The human cost is visible in stalled or abandoned projects across the province. The Ibika–Centane Water Scheme remains incomplete for want of a viable water source, while sports facilities in Sarah Morosi, Ngcobo, and Qumbu have been left derelict after contractors walked away or were terminated for poor workmanship.
I will be tabling a motion later this month to compel the Office of the Premier, in collaboration with Provincial Treasury, to produce a Quarterly Infrastructure Grant Dashboard, which must be made available to the COGTA Portfolio Committee for oversight.
This dashboard must list project-by-project spend against the Division of Revenue Act (DoRA) targets and should activate a Provincial Treasury technical support unit whenever a project remains below 50 percent of its scheduled spend for two consecutive quarters.
The dashboard should also go live on a public website within 24 hours of tabling, giving residents and the media real-time oversight of how their money is being used
Communities across the Eastern Cape deserve functional water schemes, safe roads and dignified public spaces, not another year of excuses.
The DA will continue to pursue this matter in every oversight forum until every rand allocated to infrastructure is translated into real improvements on the ground. The people of the Eastern Cape deserve leadership that delivers, and a future built on dignity, opportunity, and honest government.

#### WRITTEN INSTRUCTION A
Decide whether each statement below agrees with the infrastructure passage. Answer yes or no for each, and quote the words of the passage that decide it.
(i) The Ibika–Centane Water Scheme is incomplete because it lacks a viable water source.
(ii) The Office of the Premier is to produce the dashboard on its own.
(iii) The dashboard should appear on a public website within 48 hours of tabling.
#### WRITTEN INSTRUCTION B
According to the infrastructure passage, what condition should activate a Provincial Treasury technical support unit?
#### WRITTEN INSTRUCTION C
Summarize the infrastructure passage in two sentences.

#### DATA SECTION

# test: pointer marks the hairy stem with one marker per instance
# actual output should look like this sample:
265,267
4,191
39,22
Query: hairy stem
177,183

#### EXERCISE ANSWER A
(i) Yes: "remains incomplete for want of a viable water source"
(ii) No: "in collaboration with Provincial Treasury"
(iii) No: "within 24 hours of tabling"

#### EXERCISE ANSWER B
A project remaining below 50 percent of its scheduled spend for two consecutive quarters.

#### EXERCISE ANSWER C
Infrastructure projects across the province have stalled or been abandoned, including an incomplete water scheme and derelict sports facilities. A motion will seek a Quarterly Infrastructure Grant Dashboard that tracks project spend against DoRA targets, triggers Treasury support for underspending projects, and is published online for public oversight.